What you need to do
Retype all of the entries precisely.
---
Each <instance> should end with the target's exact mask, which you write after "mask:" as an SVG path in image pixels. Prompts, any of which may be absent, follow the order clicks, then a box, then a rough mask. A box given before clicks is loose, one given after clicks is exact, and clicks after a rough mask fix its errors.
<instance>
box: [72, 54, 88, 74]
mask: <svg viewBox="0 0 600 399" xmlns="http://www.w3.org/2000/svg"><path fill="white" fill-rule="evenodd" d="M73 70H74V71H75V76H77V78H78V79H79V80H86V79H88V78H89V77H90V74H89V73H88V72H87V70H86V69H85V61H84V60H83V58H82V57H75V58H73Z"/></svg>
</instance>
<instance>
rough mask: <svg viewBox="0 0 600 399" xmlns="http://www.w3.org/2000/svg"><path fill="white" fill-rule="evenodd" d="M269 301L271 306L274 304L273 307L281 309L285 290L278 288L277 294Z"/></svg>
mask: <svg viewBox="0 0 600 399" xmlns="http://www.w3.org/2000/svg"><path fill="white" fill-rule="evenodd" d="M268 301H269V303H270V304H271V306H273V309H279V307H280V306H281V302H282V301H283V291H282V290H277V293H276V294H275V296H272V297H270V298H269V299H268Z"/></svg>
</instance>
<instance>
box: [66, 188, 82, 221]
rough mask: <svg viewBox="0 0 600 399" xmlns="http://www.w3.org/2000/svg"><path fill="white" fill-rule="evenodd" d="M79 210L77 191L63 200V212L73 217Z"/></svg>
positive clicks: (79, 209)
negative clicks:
---
Solution to this exercise
Each <instance> should end with the target's exact mask, which you write after "mask:" as an SVG path in image pixels. Prompts, any of which may be absent, follow the order clicks, then a box, then a rough mask. A box given before clicks is loose, one given after clicks is exact, and clicks after a rough mask fix its errors.
<instance>
box: [72, 54, 88, 74]
mask: <svg viewBox="0 0 600 399" xmlns="http://www.w3.org/2000/svg"><path fill="white" fill-rule="evenodd" d="M73 70H74V71H75V76H77V78H78V79H79V80H86V79H88V78H89V77H90V74H89V73H88V72H87V70H86V69H85V61H84V60H83V58H82V57H75V58H73Z"/></svg>
</instance>
<instance>
rough mask: <svg viewBox="0 0 600 399" xmlns="http://www.w3.org/2000/svg"><path fill="white" fill-rule="evenodd" d="M269 301L271 306L274 304L273 307L281 309L285 290L278 288L277 294Z"/></svg>
mask: <svg viewBox="0 0 600 399" xmlns="http://www.w3.org/2000/svg"><path fill="white" fill-rule="evenodd" d="M268 301H269V303H270V304H271V306H273V309H279V307H280V306H281V302H282V301H283V291H282V290H277V293H276V294H275V296H272V297H270V298H269V299H268Z"/></svg>
</instance>
<instance>
box: [66, 188, 82, 221]
rough mask: <svg viewBox="0 0 600 399" xmlns="http://www.w3.org/2000/svg"><path fill="white" fill-rule="evenodd" d="M79 210L77 191L63 200V212L73 217Z"/></svg>
positive clicks: (79, 209)
negative clicks:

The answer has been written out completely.